Every once in a while, there is a show that reminds you why you love the medium in the first place. May it be through the narrative completely enthralling you, the story resonating with personal events or just because it strikes a chord and makes you emotionally invested in what is going to happen. Kyousougiga is that show, and to me it is something that you can only really find in this medium.
One of the first things to notice about Kyousougiga is that this is not the first Kyousougiga anime. The original was released in 2011 and was a 1 episode long ONA produced by Toei Animation and then followed up in 2012 with a 5 episode long OVA series made up of 10 minute long, seemingly unconnected character profiles. So, do you need to watch these two previous shows to watch Kyousougiga (TV)? Not at all, everything from the previous two shows is repeated and expanded upon in here with episode 0 being a straight up remake of the ONA and episodes 2-6 covering what were the OVA’s but in more detail. This however does not mean it is a straight up continuation, a lot of themes and story elements are changed entirely and is in all around different experience in the second half. This also means that fans of the original ONA and OVA’s may be disappointed in the drastic changes made, especially due to it being more exposition driven than the previous iterations but for the most part it carries off this new direction well.
The story is relatively simple yet undeniably complex at the same time, with a narrative that fluctuates between linear and non-linear story telling it essentially creates a jigsaw like plot that slowly evolves as the storyline progresses and the true nature of certain individuals and events come into perspective. What starts off with what is essentially an anime interpretation of the classic Lewis Caroll novel Alice’s Adventures in Wonderland quickly becomes something else entirely, because at the heart of it, Kyousougiga is a story about family and self-discovery yet at the same time so much more. This show borrows heavily from Buddhist ideology, the Choujuu-giga, the Buddhist tale of Hariti/Kishimojin, the history of Kyoto and is also very reminiscent of classic anime such as FLCL, Paprika and The Tatami Galaxy in its presentation and narrative. All of this make Kyousougiga a show that is surprisingly more complex than it appears at face value yet is completely enjoyable to someone who does not want to see how deep the rabbit hole goes.
The show does suffer in the second half due to its low budget as there are many scenes which rely heavily on exposition. This unfortunately makes the second half of the show very divisive but all the themes that were in the first half are still there and the story takes the utmost logical route possible for what it is. This however is still Kyousougiga’s weakest element but I feel all of things great about Kyousougiga more than make up for it. And no need to worry, the ending is also excellent and ties up all the messages and themes nicely while returning to the quality of the earlier episodes.

○ ○ ○ ○

■ **Parts of the exercise**
(a) Echo a passage of the Kyousougiga review word for word, starting with "The show does" and going on through "the earlier episodes.".
(b) Select each line of the rows that holds the word "lichen" and copy it out.
The Kyousougiga review and the rows are separate material with no connection to each other.

(Excerpts of pointing data)
○ ○ ○ ○

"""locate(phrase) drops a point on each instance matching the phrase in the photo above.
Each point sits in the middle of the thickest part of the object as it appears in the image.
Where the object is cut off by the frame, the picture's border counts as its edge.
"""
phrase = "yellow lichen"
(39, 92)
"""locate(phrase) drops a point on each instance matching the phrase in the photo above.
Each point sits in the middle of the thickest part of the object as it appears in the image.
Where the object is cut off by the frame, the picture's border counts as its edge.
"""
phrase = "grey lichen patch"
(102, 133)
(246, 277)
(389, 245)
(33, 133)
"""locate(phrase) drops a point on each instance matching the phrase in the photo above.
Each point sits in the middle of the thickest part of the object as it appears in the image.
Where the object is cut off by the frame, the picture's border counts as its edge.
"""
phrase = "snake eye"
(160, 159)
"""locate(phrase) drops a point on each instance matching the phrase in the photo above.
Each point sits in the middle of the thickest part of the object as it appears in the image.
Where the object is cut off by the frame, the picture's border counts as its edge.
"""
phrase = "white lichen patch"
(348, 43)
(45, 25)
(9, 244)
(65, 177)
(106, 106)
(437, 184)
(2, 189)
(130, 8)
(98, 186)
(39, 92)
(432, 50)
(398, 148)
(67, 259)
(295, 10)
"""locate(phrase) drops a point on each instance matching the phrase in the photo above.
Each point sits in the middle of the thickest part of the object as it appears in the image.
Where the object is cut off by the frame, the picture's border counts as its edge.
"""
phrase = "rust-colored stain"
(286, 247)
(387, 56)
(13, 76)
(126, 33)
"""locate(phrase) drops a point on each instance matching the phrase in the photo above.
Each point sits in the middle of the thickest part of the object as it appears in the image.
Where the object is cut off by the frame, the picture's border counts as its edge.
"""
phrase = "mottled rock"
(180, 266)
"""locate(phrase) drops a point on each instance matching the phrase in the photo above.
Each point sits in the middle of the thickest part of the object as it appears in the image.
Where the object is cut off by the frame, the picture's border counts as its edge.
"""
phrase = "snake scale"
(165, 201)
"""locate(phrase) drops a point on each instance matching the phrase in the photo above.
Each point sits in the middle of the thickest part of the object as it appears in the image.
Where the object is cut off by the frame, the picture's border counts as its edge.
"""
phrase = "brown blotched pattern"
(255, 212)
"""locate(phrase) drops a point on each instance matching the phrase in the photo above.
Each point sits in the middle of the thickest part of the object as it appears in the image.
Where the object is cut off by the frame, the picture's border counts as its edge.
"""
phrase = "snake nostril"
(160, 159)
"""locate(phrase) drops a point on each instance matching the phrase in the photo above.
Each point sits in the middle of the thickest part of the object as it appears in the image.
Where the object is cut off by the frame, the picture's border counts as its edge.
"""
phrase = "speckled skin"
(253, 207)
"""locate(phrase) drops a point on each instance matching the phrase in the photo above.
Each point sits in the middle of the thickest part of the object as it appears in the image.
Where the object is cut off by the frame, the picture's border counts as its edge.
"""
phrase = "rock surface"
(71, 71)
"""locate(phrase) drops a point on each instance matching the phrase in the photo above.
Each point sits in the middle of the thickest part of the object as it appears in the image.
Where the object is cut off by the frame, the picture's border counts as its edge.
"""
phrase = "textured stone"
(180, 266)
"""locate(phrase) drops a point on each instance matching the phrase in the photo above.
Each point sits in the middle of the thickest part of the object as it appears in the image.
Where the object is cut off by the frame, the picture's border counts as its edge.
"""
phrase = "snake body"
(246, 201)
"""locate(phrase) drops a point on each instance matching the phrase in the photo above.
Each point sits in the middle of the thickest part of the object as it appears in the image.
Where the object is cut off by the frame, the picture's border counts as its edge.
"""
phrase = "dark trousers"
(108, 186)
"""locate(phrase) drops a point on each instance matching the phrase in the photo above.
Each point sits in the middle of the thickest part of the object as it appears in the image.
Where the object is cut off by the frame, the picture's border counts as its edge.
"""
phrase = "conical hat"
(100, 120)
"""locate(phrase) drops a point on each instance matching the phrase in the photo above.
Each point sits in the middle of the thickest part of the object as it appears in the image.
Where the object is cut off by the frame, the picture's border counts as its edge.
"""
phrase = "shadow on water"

○ ○ ○ ○

■ **Answers to the problems**
(a)
The show does suffer in the second half due to its low budget as there are many scenes which rely heavily on exposition. This unfortunately makes the second half of the show very divisive but all the themes that were in the first half are still there and the story takes the utmost logical route possible for what it is. This however is still Kyousougiga’s weakest element but I feel all of things great about Kyousougiga more than make up for it. And no need to worry, the ending is also excellent and ties up all the messages and themes nicely while returning to the quality of the earlier episodes.

(b)
phrase = "yellow lichen"
phrase = "grey lichen patch"
phrase = "white lichen patch"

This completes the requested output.